** DIRECTIONS FOR THIS TASK **
Please copy out all of the data below line for line, without changing anything, and leave the pictures out of your copy.

** DATA PROVIDED **
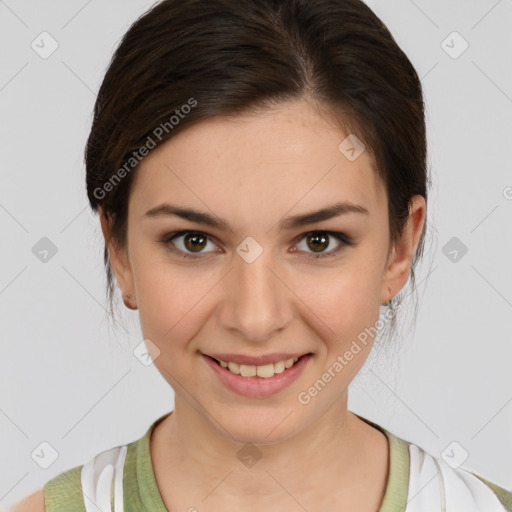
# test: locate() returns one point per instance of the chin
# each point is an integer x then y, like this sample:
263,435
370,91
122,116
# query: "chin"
256,426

** ANSWER BELOW **
# test: locate() returns one point per instance of the chin
# each point is an integer x then y, like this sample:
263,435
370,91
122,116
# query: "chin"
256,426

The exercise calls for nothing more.